Page —
################

This is another S3->Textract->S3 sample. I struggled so much to find online information so I am publishing mine. Perhaps it may help someone. I took the code from multiple pages I found online and made some adjustments so it can fit this use case.
Some pages like this one (https://rpadovani.com/aws-textract) were incredibly helpful. This was another one (https://auxenta.com/blog_aws_textract_with_lambda_walkthrough.php). There are a ton others so I'm sorry if you recognize your code and is not credited. Let me know and I will add this.
-> S3 Bucket - Input -> Textract -> S3 Bucket - Output
Code will execute once an object is uploaded to the Input S3, run Textract and return a .JSON in the Output S3. It is designed to recognize a PDF and transform it to JSON. From there it can only be done much better. Many of the examples I've seen had an overload of Lambda Functions, SNS Topics and so many building blocks that were confusing to me as a newbie to AWS Cloud. I managed to achieve my objectives with much less than what I found online - it's likely less robust but it did serve my purposes quite well.
- Create an AWS account.
- Create two S3 buckets. One for input, one for output.
- Go to Lambda and create a standard function with standard IAM permissions.
- Go to the IAM console.
- Give the IAM profile access to S3, SNS [if needed] and Textract. You can tighten up permissions and be much more precise with Read/Write capabilities for this Lambda function profile.
- You can go to Cloud Watch and tie up this Lambda function so that you can track the program.
- As destination you can use your SNS topic and set it up for some alerts in case of Failure/Success. The logs for CloudWatch will contain everything.
- Create & enable your S3 with the right ARN as a trigger.
- The Destination S3 is only referenced in the code and will not show up.
- You can enable the function and try it. I cannot remember having a valid test case for these.
- Tutorial to come later.
- Detect if the file is PDF.
- Define business rules for the specific PDFs uploaded

################

(Some data)
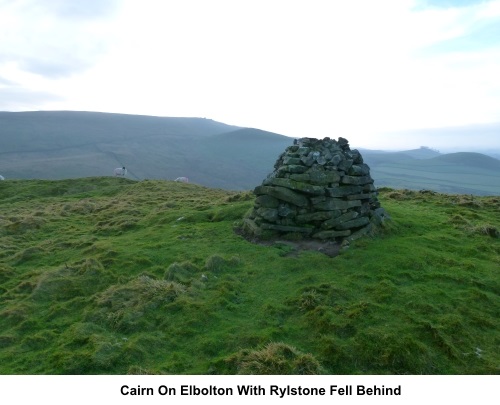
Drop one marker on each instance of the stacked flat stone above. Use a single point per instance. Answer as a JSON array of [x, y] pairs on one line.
[[319, 188]]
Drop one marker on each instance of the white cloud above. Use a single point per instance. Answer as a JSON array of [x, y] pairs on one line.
[[301, 68]]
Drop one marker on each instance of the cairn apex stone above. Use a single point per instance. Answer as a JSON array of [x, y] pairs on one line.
[[319, 188]]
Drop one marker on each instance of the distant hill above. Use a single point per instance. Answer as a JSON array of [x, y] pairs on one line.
[[469, 159], [69, 144], [66, 144]]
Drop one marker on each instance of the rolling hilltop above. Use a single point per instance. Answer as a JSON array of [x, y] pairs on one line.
[[106, 275], [60, 145]]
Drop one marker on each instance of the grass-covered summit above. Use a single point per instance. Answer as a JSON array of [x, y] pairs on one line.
[[107, 276]]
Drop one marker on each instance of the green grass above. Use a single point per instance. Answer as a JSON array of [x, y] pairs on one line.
[[111, 276]]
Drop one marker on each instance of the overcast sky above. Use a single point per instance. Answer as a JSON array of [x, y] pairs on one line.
[[351, 68]]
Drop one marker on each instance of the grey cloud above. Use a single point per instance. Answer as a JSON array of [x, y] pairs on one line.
[[18, 98]]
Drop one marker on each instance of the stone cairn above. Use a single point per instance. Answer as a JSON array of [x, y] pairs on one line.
[[320, 189]]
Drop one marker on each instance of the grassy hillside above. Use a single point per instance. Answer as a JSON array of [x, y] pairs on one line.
[[105, 276]]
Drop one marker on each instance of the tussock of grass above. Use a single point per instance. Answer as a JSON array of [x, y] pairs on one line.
[[274, 358]]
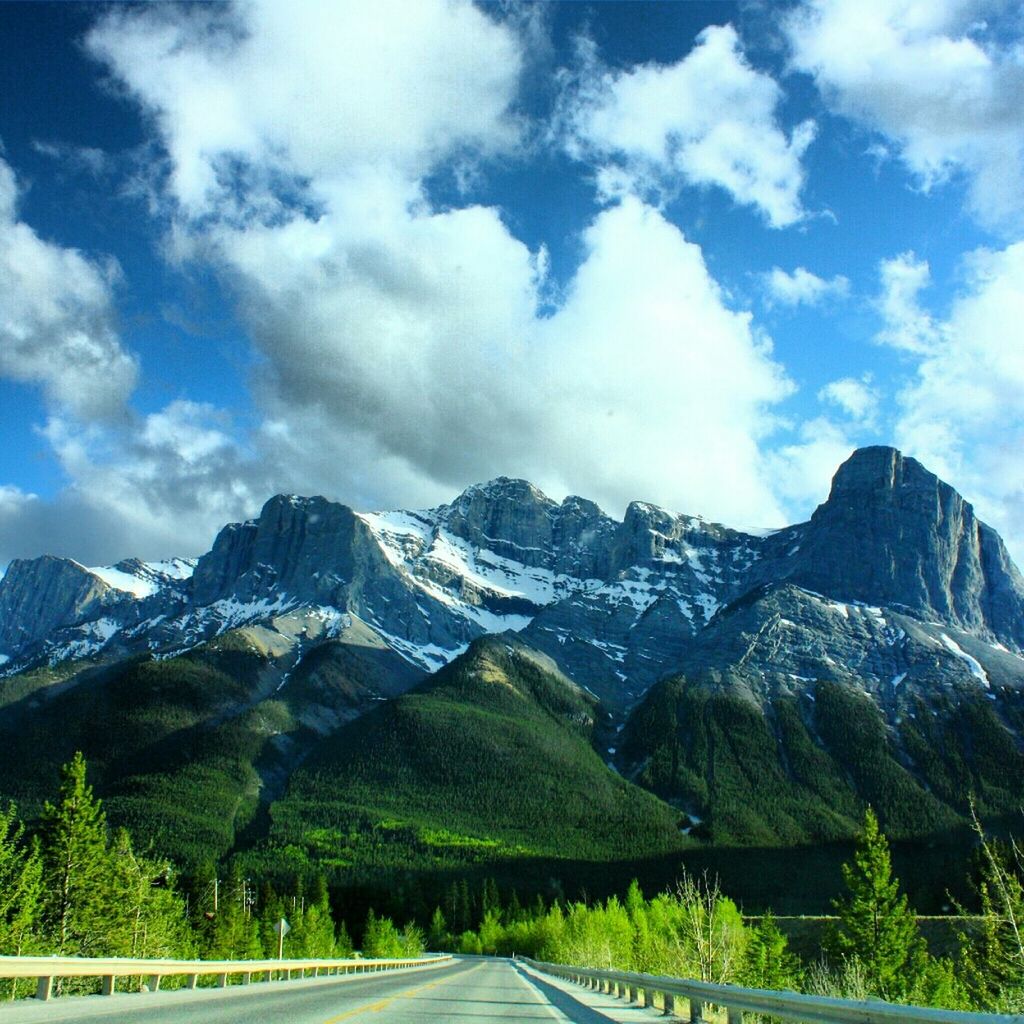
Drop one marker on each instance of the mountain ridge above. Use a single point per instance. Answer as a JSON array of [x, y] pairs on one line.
[[615, 600]]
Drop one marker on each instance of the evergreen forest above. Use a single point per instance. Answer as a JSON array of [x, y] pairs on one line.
[[73, 886]]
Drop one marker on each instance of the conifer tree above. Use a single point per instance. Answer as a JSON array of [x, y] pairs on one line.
[[876, 925], [437, 937], [76, 865], [769, 962], [20, 887], [993, 947], [343, 942]]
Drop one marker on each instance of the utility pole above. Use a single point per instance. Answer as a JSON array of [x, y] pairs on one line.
[[282, 928]]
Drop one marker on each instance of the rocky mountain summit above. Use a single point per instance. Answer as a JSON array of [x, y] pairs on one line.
[[761, 687], [892, 578]]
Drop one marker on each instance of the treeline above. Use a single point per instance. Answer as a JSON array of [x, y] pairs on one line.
[[873, 949], [75, 888]]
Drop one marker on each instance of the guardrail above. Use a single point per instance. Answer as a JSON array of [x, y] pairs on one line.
[[642, 988], [45, 969]]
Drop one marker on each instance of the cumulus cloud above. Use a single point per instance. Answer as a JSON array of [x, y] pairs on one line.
[[963, 414], [57, 321], [856, 397], [255, 101], [404, 351], [710, 119], [935, 79], [803, 470], [803, 288], [159, 486], [906, 324]]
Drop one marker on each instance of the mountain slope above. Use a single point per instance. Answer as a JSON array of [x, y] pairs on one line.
[[489, 759], [255, 696], [187, 750]]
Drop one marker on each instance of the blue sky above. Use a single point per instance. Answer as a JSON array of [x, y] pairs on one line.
[[688, 253]]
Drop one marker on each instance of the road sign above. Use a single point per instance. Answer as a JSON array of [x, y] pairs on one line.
[[282, 928]]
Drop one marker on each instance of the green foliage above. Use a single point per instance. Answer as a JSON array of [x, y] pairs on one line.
[[876, 926], [75, 865], [20, 887], [488, 761], [993, 945], [769, 964], [802, 772]]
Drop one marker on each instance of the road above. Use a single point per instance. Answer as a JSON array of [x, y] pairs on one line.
[[467, 991]]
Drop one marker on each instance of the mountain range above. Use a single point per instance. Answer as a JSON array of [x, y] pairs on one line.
[[508, 678]]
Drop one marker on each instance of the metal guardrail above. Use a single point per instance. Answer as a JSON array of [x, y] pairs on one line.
[[787, 1006], [45, 969]]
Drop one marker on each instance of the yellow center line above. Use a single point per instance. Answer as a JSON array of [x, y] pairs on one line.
[[384, 1004]]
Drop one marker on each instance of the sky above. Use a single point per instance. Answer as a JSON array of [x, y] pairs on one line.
[[692, 254]]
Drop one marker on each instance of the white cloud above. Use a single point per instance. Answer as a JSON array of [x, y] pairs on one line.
[[933, 77], [255, 100], [803, 471], [403, 351], [803, 288], [856, 397], [708, 120], [57, 322], [906, 324], [963, 415]]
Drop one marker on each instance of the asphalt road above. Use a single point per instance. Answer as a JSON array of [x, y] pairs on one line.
[[465, 992]]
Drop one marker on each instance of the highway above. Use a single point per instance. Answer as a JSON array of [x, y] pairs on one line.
[[467, 991]]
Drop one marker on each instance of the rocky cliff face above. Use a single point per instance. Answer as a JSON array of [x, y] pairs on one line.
[[893, 534], [40, 595], [616, 605]]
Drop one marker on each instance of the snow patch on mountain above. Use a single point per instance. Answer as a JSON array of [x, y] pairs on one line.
[[972, 663]]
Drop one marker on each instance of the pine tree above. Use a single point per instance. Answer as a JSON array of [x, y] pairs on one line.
[[876, 925], [76, 865], [437, 937], [20, 887], [769, 962], [993, 947]]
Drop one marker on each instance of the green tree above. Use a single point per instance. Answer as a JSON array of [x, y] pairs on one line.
[[438, 938], [381, 939], [993, 948], [769, 963], [20, 887], [876, 925], [76, 876]]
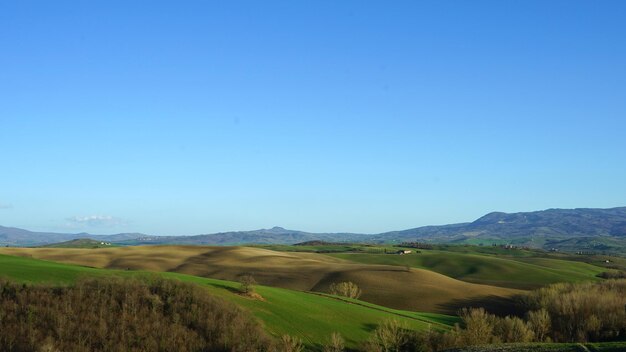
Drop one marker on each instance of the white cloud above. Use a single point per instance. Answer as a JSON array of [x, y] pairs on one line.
[[95, 221]]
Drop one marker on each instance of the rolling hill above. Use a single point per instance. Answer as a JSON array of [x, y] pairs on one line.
[[593, 230], [308, 316], [388, 285]]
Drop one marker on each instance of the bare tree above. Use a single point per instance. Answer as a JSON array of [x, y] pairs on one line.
[[247, 284]]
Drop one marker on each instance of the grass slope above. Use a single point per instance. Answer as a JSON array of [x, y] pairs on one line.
[[387, 285], [515, 272], [81, 243], [309, 316], [547, 347]]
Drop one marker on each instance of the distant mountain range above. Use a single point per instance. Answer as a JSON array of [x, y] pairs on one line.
[[601, 230]]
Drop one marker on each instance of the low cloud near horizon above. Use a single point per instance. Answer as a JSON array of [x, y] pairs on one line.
[[95, 221]]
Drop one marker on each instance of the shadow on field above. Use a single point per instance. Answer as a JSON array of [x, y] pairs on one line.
[[224, 287], [500, 306]]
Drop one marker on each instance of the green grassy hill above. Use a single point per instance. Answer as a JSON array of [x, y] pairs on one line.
[[515, 271], [312, 317]]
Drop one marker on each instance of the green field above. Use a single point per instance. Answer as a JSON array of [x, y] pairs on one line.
[[312, 317], [522, 272], [547, 347]]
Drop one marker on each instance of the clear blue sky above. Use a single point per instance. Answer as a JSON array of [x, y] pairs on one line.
[[186, 117]]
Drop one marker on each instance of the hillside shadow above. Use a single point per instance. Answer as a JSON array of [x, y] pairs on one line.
[[224, 287], [500, 306]]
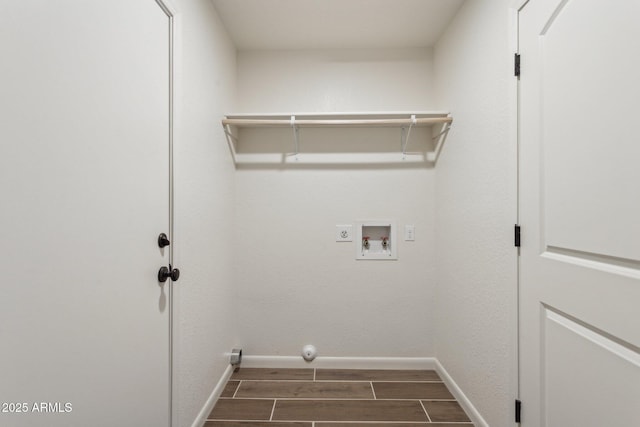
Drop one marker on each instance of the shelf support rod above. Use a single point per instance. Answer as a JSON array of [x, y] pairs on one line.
[[405, 143], [295, 136]]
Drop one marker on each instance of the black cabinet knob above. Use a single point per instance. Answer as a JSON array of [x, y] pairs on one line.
[[166, 272]]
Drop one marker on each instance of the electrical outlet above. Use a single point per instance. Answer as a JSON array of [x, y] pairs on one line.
[[344, 233], [409, 233]]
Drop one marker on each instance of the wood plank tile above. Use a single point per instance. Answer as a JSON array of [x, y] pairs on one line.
[[376, 375], [230, 388], [306, 389], [409, 390], [242, 409], [255, 424], [272, 374], [386, 424], [390, 424], [348, 410], [445, 411]]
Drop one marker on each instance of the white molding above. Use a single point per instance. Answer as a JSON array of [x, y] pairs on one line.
[[462, 399], [213, 398], [340, 362]]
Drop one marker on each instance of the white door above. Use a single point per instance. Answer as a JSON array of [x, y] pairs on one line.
[[84, 190], [580, 213]]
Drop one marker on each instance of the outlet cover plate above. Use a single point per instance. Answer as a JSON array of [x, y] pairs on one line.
[[344, 233]]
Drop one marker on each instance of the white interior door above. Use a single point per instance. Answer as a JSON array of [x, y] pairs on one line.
[[84, 184], [580, 213]]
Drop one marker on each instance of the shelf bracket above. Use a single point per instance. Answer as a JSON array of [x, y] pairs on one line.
[[231, 140], [405, 140], [440, 137], [295, 137]]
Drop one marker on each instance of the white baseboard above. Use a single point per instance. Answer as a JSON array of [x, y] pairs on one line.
[[346, 363], [213, 398], [340, 362], [462, 399]]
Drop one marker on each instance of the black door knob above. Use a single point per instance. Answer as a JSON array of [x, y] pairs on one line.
[[166, 272], [163, 240]]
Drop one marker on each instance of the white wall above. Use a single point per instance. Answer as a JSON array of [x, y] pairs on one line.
[[335, 80], [475, 205], [296, 284], [204, 195]]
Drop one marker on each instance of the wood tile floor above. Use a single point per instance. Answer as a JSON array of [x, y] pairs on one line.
[[256, 397]]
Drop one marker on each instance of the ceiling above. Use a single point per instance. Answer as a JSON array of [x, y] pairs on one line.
[[335, 24]]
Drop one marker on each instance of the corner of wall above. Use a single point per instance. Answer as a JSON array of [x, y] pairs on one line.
[[476, 209]]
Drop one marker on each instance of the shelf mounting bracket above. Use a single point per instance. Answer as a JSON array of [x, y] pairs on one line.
[[405, 140], [295, 137]]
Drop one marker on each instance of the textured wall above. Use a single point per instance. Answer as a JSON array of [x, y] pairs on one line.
[[335, 80], [476, 205], [204, 195], [296, 285]]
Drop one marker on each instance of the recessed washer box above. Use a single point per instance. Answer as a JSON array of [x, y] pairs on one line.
[[376, 240]]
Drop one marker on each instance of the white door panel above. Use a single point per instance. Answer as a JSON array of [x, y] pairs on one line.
[[579, 209], [84, 178]]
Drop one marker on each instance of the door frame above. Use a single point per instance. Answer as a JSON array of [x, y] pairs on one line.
[[515, 8], [172, 16]]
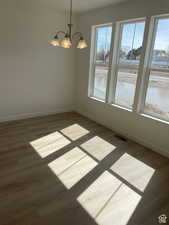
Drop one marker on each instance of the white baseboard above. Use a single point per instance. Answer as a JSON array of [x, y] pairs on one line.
[[140, 141], [35, 114]]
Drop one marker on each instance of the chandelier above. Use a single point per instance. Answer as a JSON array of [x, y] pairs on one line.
[[67, 41]]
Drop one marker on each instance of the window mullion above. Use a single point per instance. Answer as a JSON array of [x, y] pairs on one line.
[[92, 62], [115, 54], [144, 69], [110, 66]]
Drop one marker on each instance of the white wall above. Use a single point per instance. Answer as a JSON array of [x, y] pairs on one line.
[[146, 131], [35, 78]]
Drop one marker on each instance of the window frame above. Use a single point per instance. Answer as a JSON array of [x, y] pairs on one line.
[[144, 66], [93, 50], [115, 58], [147, 65]]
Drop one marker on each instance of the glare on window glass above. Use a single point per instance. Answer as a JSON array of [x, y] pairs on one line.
[[157, 99], [103, 42], [128, 62]]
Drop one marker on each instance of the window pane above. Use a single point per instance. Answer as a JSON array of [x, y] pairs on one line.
[[161, 47], [128, 65], [100, 81], [125, 89], [131, 43], [157, 99], [103, 42]]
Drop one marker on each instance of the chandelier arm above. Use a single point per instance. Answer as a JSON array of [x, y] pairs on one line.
[[60, 32], [76, 34]]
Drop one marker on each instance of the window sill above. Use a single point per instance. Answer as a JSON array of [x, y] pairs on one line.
[[154, 118], [96, 99], [130, 110], [121, 107]]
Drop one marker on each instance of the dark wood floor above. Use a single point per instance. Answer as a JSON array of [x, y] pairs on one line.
[[67, 170]]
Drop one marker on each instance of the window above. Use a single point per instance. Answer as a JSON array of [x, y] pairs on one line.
[[128, 61], [126, 72], [101, 61], [157, 98]]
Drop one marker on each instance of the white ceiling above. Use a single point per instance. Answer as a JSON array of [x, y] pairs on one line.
[[79, 5]]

################

Aim 1 — On the Textract page, what kind of file is the code designed to recognize and turn into JSON?
Aim 2 — List every service that the Textract page says the IAM profile should be given access to.
Rely solely on the text to respond; the data plays no part.

Response 1 — A PDF.

Response 2 —
- S3
- SNS (if needed)
- Textract